* Activity *
In the text below on the arrow package in R, how many files does Arrow report when you open every state's 2016 inpatient header?

* Document excerpt *
★ ★ ★ ★

The arrow package in R opens a connection to a dataset without reading it into memory. Core functions from dplyr and some other packages are translated into Arrow, then executed in C++ to cut runtime by as much as 100x.

arrow also works nicely with duckdb, a database language that can work with even larger datasets. I occassionally send data to duckdb (using arrow::to_duckdb()) to run filters on large datasets, then bring it back with arrow::to_arrow() — no need to actually create a database.

In general, you should do as much processing as possible before pulling data into R. Be creative! Some functions you ordinarily use might not be translatable into Arrow — you might have to re-implement it with simple dplyr commands.

Opening Datasets with Arrow

A "dataset" is a collection of parquet files. To open a single-file dataset stored at path_to_data/my_data.parquet, run arrow::open_dataset("path_to_data").

This generalizes to a hive-partitioned dataset, like our T-MSIS TAF data. If you want to read every state's 2016 inpatient header, you can run arrow::open_dataset("/gpfs/milgram/pi/medicaid_lab/data/cms/ingested/TMSIS_taf/taf_inpatient_header/year=2016/"). Arrow will tell you that you opened a dataset with 52 files. Also notice that Arrow creates a column called state to reflect the partitioning. If you read every year and every state (with arrow::open_dataset("/gpfs/milgram/pi/medicaid_lab/data/cms/ingested/TMSIS_taf/taf_inpatient_header/")), Arrow would also create a year column.

★ ★ ★ ★

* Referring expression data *
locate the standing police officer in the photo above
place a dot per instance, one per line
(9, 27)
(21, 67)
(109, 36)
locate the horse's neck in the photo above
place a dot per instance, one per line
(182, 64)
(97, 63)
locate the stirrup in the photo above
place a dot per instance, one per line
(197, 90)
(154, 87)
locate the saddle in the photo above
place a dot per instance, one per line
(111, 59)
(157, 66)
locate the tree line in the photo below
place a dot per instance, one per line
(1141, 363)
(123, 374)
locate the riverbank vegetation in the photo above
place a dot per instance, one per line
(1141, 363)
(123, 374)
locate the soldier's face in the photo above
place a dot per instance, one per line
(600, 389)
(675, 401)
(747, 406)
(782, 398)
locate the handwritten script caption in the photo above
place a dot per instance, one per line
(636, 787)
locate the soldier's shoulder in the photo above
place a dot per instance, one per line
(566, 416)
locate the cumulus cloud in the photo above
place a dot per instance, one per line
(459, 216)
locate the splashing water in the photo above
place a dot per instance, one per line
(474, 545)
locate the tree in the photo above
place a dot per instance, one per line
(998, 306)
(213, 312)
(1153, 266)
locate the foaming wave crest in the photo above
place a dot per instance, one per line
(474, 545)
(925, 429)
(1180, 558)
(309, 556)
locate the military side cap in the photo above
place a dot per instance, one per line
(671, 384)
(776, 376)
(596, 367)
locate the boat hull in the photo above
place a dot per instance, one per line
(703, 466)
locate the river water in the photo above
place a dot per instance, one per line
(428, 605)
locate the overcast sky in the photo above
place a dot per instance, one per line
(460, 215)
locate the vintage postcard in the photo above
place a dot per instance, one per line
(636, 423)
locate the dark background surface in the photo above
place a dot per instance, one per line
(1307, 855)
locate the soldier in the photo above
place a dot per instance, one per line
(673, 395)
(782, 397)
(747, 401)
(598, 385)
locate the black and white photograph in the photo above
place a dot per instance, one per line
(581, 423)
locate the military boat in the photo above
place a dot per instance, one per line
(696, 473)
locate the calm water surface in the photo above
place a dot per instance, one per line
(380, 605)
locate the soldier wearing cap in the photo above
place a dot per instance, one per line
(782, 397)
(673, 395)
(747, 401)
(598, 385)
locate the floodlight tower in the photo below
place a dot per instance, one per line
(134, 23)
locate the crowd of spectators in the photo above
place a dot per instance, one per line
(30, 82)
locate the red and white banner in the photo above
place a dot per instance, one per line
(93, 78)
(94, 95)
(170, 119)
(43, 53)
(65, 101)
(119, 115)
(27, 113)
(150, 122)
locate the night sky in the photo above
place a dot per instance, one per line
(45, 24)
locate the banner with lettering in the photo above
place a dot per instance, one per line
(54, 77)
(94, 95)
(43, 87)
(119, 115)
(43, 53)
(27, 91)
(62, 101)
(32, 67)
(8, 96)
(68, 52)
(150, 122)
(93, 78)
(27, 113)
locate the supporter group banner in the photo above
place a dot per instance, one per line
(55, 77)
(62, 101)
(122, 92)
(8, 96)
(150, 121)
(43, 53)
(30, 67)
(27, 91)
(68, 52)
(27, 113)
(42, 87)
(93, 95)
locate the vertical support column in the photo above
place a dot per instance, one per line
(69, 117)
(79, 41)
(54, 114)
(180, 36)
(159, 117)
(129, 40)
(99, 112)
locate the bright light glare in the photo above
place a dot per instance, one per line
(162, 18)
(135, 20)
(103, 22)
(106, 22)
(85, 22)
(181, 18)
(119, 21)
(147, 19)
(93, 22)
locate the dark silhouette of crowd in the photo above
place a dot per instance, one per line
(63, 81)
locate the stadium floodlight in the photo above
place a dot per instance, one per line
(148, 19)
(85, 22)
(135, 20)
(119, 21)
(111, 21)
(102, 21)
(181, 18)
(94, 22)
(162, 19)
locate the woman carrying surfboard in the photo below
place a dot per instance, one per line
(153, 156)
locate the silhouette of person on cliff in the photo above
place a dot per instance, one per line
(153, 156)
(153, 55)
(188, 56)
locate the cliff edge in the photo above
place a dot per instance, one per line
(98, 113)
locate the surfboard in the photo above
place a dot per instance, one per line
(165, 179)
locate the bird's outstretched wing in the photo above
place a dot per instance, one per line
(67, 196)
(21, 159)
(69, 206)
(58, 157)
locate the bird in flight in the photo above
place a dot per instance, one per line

★ ★ ★ ★

* Result of the task *
52 files.